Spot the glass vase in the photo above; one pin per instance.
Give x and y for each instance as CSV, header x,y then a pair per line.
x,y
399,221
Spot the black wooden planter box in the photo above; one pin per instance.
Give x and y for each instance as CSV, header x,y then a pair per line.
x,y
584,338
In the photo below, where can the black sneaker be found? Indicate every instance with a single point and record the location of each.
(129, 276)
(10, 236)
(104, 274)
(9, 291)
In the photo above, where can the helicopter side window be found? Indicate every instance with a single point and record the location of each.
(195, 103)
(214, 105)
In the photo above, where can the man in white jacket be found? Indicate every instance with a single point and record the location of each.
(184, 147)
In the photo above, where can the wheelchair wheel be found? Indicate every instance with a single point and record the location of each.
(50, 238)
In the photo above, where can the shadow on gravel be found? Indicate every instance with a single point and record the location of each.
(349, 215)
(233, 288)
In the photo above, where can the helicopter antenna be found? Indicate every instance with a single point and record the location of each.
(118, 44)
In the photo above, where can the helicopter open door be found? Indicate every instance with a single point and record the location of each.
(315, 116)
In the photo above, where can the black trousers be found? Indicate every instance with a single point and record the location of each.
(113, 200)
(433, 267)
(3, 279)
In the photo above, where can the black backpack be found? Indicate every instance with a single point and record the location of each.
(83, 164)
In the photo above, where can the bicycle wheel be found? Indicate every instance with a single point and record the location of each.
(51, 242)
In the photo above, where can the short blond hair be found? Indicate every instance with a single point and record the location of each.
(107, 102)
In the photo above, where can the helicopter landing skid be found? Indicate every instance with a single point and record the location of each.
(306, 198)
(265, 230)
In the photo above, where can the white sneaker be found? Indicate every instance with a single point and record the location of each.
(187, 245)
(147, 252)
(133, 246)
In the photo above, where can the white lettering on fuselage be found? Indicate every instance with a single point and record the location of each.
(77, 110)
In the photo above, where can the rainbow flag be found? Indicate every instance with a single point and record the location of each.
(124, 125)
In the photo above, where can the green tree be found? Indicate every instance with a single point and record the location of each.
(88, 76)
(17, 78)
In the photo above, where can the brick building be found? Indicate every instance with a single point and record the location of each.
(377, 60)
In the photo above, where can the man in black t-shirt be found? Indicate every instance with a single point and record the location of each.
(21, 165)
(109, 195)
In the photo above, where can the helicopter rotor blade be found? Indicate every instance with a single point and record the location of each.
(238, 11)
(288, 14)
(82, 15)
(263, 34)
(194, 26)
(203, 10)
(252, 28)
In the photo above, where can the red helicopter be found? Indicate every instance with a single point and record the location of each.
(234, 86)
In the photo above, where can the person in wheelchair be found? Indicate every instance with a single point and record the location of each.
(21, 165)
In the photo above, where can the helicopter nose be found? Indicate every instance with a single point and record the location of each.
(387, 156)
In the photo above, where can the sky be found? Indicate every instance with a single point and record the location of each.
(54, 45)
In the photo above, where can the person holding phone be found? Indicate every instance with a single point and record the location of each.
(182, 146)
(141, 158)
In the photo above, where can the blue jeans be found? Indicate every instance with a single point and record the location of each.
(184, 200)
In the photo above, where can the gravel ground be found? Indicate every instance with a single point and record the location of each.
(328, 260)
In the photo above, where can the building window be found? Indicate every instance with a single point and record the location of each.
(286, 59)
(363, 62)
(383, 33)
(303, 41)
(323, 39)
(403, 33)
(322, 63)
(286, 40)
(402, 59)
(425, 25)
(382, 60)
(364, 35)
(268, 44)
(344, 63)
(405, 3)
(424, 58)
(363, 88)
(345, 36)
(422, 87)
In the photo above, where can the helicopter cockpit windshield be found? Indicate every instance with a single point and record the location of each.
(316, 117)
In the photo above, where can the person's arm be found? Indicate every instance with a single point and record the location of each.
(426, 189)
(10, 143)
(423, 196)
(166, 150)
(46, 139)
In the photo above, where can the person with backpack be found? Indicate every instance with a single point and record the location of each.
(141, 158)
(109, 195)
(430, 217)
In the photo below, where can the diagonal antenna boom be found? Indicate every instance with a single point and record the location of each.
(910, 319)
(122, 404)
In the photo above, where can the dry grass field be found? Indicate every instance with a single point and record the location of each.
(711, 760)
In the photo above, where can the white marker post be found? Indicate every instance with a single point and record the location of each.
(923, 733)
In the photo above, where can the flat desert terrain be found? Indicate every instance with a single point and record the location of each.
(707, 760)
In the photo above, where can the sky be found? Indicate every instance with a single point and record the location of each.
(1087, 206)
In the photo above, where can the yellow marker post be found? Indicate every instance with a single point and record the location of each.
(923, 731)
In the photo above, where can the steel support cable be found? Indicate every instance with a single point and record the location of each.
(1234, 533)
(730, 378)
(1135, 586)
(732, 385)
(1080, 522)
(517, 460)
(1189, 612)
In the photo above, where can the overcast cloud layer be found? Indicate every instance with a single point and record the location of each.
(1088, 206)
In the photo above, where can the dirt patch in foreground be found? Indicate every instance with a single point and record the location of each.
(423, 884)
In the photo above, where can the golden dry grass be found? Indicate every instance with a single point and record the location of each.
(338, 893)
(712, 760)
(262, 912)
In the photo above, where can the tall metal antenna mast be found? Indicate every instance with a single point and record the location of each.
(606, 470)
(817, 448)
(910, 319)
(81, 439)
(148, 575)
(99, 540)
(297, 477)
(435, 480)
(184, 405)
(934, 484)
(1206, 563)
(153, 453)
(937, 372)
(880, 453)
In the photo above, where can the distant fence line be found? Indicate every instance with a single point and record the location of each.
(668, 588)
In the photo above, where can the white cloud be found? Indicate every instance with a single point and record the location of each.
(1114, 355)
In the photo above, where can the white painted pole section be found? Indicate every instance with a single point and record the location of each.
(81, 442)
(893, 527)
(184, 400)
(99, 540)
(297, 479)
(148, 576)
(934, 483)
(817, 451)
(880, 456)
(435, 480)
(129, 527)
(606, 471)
######
Reproduce the full listing exactly.

**Expected answer**
Spot the glass vase in the photo above; one pin per instance.
Give x and y for each instance as CSV, header x,y then a pair per line.
x,y
399,221
Spot the black wooden planter box in the photo above; one pin per instance.
Give x and y for each instance as CSV, header x,y then a pair per line.
x,y
584,338
In the photo below, where can the black sneaker be found? Indicate every instance with a single point and record the location of each.
(129, 276)
(10, 236)
(104, 274)
(9, 291)
In the photo above, where can the helicopter side window be found? Indicate every instance with a single point and record the location of each.
(195, 103)
(214, 105)
In the photo above, where can the man in white jacket be found? Indicate every instance with a single point and record the location of each.
(184, 147)
In the photo above, where can the wheelchair wheel be found? Indicate every instance with a single point and record the location of each.
(50, 238)
In the photo above, where can the shadow on gravel be found? Indicate every instance with a single point and record the location of each.
(349, 215)
(233, 288)
In the photo above, where can the helicopter antenna be found? Indicate every instance with a single point and record the location of each.
(118, 44)
In the photo above, where can the helicopter open door be found? Indicate every instance with a single point and record the location of each.
(315, 116)
In the photo above, where can the black trousers be found? Indicate every instance with a single point and record the location of each.
(113, 200)
(433, 267)
(3, 279)
In the photo above, where can the black backpack be found? Indicate every instance with a single point and record the location of each.
(83, 164)
In the photo above, where can the bicycle wheel be found? Indicate every instance with a single point and record the location of each.
(51, 242)
In the photo above, where can the short blond hair be found? Indicate every instance with a single point and record the location of each.
(107, 102)
In the photo above, where can the helicopter landing skid be found? Indicate every instance with a single point and record the location of each.
(306, 198)
(265, 230)
In the photo above, where can the white sneaker be found? Indicate every instance with a single point and record the location of each.
(187, 245)
(147, 252)
(133, 246)
In the photo above, where can the white lettering on fuselage be found? Indicate every instance with a single point and record the location of each.
(77, 110)
In the photo above, where can the rainbow flag be found? Indicate every instance with a single point and record the location of each.
(124, 125)
In the photo above, where can the green tree be found? Indicate every instance with a single point and record the location of each.
(88, 76)
(17, 78)
In the photo above, where can the brick building be found? Indicate every instance with a single point and record the location of each.
(377, 60)
In the photo above, where can the man in black t-shirt be found? Indicate every instance with a single point and record the location of each.
(21, 165)
(109, 195)
In the photo above, where can the helicopter rotor blade be found? Indicate every instance with a single point and record the location of each.
(238, 11)
(288, 14)
(82, 15)
(263, 34)
(194, 26)
(203, 10)
(252, 28)
In the photo above, where can the red helicopter be found? Indicate every instance with a single point and record the location of each.
(234, 86)
In the photo above, where can the person in wheelchair be found? Indicate every instance with a single point and record the location of each.
(21, 165)
In the photo above, where can the helicopter nose be found? Indicate every instance with a single point and record the location of each.
(387, 156)
In the photo above, where can the sky be found? Indicate every instance with a single point and record the location of each.
(54, 45)
In the photo above, where can the person holding phone be found? Indicate every instance with a single point and record the location of each.
(182, 146)
(141, 158)
In the photo above, where can the blue jeans be found? Indicate every instance with a single point and record the location of each.
(184, 200)
In the photo above, where can the gravel ground be found? Indicate every instance with a single point and record the location of each.
(328, 260)
In the photo above, where can the building window be found? Indicate every instance with a single point and record the location of each.
(286, 59)
(363, 62)
(383, 33)
(303, 41)
(323, 39)
(403, 33)
(322, 63)
(286, 40)
(402, 59)
(425, 25)
(382, 60)
(364, 35)
(268, 44)
(344, 63)
(405, 3)
(424, 58)
(363, 88)
(345, 36)
(422, 87)
In the photo above, where can the helicopter cockpit windshield be found? Indicate every instance with a single point and record the location of each.
(316, 117)
In the photo above, where can the person's arm be found? Indicate every instance with a single point and record the location of each.
(426, 189)
(10, 143)
(423, 196)
(166, 150)
(46, 139)
In the photo above, where can the person with backpack be found? Indicate every instance with a single point and record the location of each.
(141, 158)
(109, 195)
(430, 217)
In the photo below, where can the diagonal antenna boom be found? Indicate every instance with a single point and record the location of each.
(910, 319)
(122, 404)
In the photo above, where can the dry grass field be found? Indicate every instance with a single point and record the location of each.
(711, 760)
In the photo above, where can the white marker post be found? Indicate every instance with a single point and record the location of each.
(923, 733)
In the photo above, where can the flat desert terrain be found? Indicate every instance with a single point and record the location of each.
(707, 760)
In the photo above, where can the sky be found? Indicate every instance with a single point and record the location of each.
(1087, 206)
In the photo above, where can the yellow marker post be found? Indicate every instance with a single point and record the location of each.
(923, 731)
In the photo above, where can the steel support cable be found? Indicate every instance with a single point and record the location of each.
(1234, 533)
(730, 378)
(1135, 586)
(732, 385)
(1080, 522)
(517, 460)
(1189, 612)
In the photo above, where can the overcast cloud layer be found? Indicate every instance with a single point and record the location of each.
(1088, 206)
In the photo above, where can the dirt patch in foreground be found? Indicate every instance with a single point and record the location of each.
(423, 884)
In the photo above, where can the golden dry grass be found? Indicate every instance with a single point and record the location of each.
(338, 893)
(712, 760)
(262, 912)
In the photo above, where can the tall metal antenna mast be found? Indicate every instance with a single point and record the location of each.
(606, 470)
(817, 448)
(910, 319)
(81, 439)
(148, 575)
(99, 540)
(297, 477)
(435, 480)
(184, 405)
(934, 484)
(1206, 563)
(153, 453)
(937, 372)
(880, 453)
In the photo above, where can the distant fence line be found? Indicate every instance with a single point and record the location of each.
(668, 588)
In the photo above, where can the white cloud be found? Indicate every instance with a single point and record the location of each.
(1114, 355)
In the photo above, where can the white painted pole section be found? Indicate every instance with a single point and record the location of each.
(81, 442)
(893, 527)
(184, 400)
(99, 540)
(297, 479)
(148, 576)
(934, 483)
(817, 451)
(880, 456)
(435, 480)
(129, 527)
(606, 471)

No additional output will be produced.